### Exercise aim
Retype the lines of the material below without any change, starting with the line containing "of the truck" and going on through the line containing "x=383, y=374".

### Recorded data
______

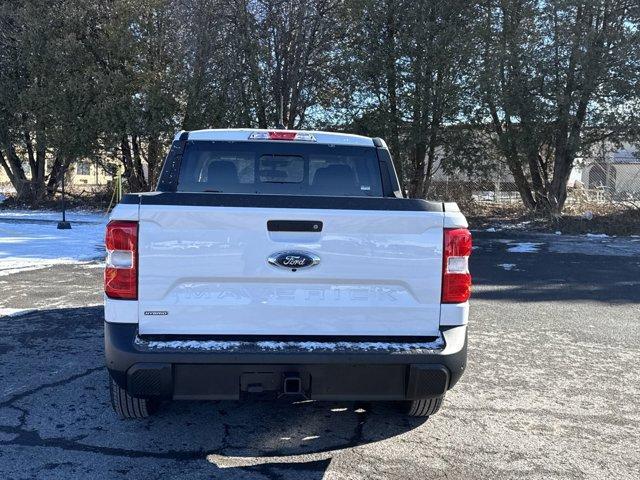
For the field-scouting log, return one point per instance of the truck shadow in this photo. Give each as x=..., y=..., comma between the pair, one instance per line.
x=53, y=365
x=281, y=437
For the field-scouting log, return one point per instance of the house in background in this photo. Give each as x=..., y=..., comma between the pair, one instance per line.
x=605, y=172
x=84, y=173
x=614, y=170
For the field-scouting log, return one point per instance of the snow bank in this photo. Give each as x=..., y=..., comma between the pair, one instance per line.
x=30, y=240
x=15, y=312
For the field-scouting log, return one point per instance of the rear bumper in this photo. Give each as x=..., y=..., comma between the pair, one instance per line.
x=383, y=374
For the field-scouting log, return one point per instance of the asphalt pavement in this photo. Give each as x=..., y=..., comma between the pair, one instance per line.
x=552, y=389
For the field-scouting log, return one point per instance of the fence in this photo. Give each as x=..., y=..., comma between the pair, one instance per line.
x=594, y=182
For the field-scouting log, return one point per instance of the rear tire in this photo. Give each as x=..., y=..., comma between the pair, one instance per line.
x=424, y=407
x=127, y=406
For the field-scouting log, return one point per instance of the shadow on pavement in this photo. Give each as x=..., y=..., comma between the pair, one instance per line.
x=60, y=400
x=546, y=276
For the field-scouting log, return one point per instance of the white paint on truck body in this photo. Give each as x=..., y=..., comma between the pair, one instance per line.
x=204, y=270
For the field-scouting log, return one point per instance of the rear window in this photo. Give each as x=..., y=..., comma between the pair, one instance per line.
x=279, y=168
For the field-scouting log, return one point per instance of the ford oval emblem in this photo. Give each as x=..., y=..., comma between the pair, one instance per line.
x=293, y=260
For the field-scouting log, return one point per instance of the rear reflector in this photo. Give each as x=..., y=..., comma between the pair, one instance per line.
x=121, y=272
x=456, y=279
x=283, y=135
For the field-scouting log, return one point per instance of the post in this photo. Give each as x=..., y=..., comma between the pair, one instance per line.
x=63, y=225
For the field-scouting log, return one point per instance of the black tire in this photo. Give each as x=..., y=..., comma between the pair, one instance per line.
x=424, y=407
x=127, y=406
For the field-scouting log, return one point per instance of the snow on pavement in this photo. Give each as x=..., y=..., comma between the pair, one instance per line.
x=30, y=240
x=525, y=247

______

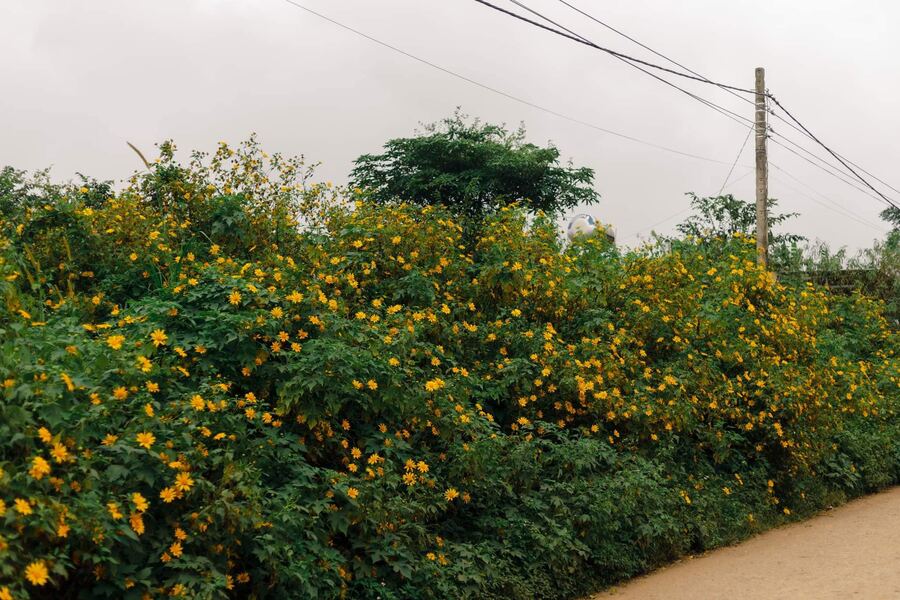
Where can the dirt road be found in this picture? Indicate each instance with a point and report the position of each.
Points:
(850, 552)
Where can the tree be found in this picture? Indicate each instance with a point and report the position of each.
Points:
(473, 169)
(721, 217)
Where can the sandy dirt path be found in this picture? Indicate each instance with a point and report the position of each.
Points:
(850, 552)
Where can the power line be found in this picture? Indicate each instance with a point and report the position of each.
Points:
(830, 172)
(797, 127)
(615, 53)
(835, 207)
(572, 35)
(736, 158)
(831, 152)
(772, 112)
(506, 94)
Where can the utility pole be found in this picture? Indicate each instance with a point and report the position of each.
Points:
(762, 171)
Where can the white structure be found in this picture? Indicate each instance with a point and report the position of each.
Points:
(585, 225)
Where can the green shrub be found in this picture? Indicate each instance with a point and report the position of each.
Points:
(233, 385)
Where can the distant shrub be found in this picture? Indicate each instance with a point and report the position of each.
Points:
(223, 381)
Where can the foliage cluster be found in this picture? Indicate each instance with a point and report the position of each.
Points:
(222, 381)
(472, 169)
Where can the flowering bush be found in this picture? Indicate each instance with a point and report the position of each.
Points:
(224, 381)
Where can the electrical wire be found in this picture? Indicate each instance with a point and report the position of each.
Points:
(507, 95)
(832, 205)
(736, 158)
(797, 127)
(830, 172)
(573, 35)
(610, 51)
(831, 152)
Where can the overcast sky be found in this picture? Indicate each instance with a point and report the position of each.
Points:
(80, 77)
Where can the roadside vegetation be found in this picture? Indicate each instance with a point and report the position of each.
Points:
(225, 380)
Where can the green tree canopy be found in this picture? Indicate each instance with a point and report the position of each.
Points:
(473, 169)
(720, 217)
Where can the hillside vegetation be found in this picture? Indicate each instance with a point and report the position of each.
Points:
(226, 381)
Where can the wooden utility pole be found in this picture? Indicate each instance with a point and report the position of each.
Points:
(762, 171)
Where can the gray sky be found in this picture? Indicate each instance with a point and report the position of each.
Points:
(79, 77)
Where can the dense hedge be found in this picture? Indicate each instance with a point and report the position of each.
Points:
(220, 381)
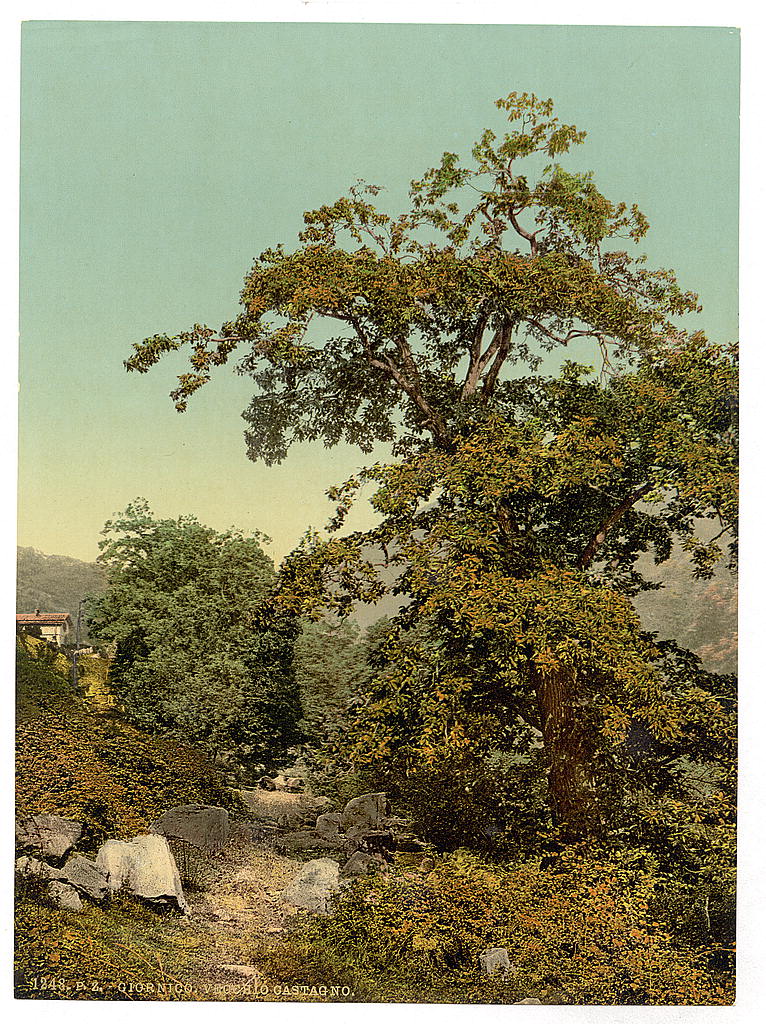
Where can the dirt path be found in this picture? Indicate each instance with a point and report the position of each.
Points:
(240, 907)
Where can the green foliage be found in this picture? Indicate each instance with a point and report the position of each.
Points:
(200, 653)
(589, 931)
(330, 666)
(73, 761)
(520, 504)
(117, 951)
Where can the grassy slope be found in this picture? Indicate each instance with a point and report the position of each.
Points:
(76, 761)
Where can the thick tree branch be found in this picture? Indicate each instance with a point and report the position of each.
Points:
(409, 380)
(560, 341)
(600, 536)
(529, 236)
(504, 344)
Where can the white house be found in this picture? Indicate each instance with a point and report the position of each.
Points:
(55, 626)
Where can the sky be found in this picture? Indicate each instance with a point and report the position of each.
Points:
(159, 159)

______

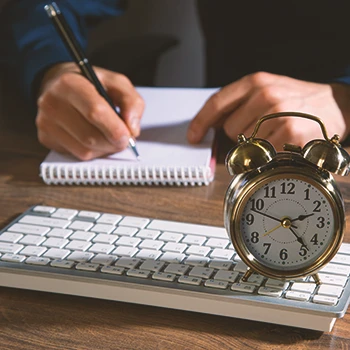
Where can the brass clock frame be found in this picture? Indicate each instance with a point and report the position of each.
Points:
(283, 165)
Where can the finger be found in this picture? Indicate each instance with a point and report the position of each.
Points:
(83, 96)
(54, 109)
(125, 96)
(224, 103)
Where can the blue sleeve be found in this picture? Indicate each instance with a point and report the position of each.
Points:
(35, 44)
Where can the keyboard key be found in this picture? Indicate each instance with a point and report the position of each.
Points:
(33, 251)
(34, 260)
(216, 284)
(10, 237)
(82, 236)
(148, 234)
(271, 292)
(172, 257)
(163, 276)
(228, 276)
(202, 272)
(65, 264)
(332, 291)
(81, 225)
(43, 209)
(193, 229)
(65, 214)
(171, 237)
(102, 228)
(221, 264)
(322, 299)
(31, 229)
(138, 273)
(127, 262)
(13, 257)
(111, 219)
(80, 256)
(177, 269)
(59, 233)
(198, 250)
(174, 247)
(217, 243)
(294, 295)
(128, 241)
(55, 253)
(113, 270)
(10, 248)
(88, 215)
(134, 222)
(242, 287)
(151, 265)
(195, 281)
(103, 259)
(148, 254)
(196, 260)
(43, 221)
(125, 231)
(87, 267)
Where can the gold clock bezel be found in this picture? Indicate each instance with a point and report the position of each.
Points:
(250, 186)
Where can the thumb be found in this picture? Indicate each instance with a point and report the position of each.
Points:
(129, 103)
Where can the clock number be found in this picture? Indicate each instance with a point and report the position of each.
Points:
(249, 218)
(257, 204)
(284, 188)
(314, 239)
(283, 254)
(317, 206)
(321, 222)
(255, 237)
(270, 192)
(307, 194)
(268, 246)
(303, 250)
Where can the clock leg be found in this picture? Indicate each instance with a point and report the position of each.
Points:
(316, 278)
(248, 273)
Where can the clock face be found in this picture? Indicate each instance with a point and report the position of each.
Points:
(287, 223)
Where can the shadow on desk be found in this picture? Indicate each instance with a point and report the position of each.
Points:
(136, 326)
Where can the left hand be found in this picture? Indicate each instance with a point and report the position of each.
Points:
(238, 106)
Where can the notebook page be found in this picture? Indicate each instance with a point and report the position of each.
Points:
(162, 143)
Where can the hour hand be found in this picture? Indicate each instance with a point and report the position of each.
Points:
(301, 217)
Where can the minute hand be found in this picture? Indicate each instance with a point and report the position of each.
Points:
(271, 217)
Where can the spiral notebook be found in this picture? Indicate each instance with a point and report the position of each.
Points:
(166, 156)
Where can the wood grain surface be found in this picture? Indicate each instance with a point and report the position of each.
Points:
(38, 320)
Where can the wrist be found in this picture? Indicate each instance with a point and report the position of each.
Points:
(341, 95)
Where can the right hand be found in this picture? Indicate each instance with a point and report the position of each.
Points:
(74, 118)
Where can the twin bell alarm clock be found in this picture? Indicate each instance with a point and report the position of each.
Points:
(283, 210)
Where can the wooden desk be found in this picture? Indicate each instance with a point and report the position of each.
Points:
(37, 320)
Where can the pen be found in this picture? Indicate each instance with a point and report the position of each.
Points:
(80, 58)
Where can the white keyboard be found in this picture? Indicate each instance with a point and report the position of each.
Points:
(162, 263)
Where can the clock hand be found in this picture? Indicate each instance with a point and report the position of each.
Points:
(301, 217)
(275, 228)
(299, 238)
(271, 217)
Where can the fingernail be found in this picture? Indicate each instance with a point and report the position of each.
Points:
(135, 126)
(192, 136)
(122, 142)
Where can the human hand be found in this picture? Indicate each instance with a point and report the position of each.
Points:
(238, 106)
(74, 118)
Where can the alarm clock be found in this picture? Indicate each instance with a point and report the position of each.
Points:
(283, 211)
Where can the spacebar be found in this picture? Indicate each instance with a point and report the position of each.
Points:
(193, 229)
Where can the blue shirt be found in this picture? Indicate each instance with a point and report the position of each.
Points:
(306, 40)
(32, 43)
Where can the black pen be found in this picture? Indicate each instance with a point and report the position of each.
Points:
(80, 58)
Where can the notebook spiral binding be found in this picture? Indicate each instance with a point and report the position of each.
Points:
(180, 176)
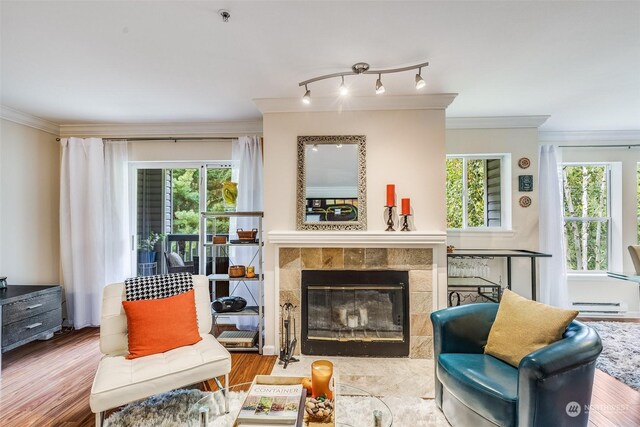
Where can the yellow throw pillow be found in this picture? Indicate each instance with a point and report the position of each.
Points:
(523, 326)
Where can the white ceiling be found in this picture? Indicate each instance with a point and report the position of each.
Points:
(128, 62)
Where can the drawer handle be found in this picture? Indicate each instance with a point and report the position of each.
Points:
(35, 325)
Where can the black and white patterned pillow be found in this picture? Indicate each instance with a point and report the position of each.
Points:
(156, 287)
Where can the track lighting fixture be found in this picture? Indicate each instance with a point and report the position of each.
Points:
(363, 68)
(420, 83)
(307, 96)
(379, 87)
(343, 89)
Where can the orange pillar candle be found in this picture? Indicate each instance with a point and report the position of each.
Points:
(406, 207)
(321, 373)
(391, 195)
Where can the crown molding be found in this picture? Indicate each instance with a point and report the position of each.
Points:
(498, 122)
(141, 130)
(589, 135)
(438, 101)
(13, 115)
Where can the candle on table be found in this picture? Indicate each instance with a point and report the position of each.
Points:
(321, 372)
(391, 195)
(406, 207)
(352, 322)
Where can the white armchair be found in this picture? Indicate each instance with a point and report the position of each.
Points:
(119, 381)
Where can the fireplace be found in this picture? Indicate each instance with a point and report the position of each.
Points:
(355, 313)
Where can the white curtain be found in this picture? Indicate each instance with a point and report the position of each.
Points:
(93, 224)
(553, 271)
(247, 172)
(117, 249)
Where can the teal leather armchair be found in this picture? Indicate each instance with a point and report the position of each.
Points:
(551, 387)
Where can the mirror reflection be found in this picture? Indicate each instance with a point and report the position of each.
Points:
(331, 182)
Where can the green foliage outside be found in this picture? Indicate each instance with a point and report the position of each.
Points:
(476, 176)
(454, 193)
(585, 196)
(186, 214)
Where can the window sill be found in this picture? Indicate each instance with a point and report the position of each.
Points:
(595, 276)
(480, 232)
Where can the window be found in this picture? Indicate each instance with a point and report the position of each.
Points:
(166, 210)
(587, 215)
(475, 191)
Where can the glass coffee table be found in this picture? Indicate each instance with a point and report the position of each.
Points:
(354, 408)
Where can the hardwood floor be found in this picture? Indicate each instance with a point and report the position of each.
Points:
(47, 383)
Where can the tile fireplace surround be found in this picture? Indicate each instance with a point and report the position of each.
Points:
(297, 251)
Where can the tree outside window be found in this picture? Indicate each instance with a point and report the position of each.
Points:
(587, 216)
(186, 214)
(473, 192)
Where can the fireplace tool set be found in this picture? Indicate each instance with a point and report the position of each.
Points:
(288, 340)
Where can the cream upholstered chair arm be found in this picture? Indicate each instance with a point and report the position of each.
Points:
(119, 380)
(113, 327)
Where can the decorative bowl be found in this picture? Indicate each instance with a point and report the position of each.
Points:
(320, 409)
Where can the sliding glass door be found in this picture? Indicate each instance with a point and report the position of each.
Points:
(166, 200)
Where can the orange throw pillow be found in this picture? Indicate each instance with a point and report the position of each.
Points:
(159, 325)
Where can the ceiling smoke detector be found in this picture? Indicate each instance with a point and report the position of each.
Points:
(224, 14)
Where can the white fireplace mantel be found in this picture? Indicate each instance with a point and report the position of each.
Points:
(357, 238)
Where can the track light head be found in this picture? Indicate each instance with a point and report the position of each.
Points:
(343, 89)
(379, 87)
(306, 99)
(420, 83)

______

### Complete response
For the field-scouting log, return one point per instance of the truck shadow in this photo. Give each as x=..., y=..., comma between the pair, one instance per line.
x=53, y=365
x=281, y=437
For the field-scouting log, return one point per instance of the house in background in this photo. Give each as x=..., y=..., comma between the pair, one instance per line.
x=605, y=172
x=84, y=173
x=614, y=170
For the field-scouting log, return one point per instance of the snow bank in this photo. Give each as x=..., y=..., comma between the pair, one instance per line.
x=30, y=240
x=15, y=312
For the field-scouting log, return one point per instance of the rear bumper in this photo. Give each as x=..., y=..., comma between the pair, one instance per line.
x=383, y=374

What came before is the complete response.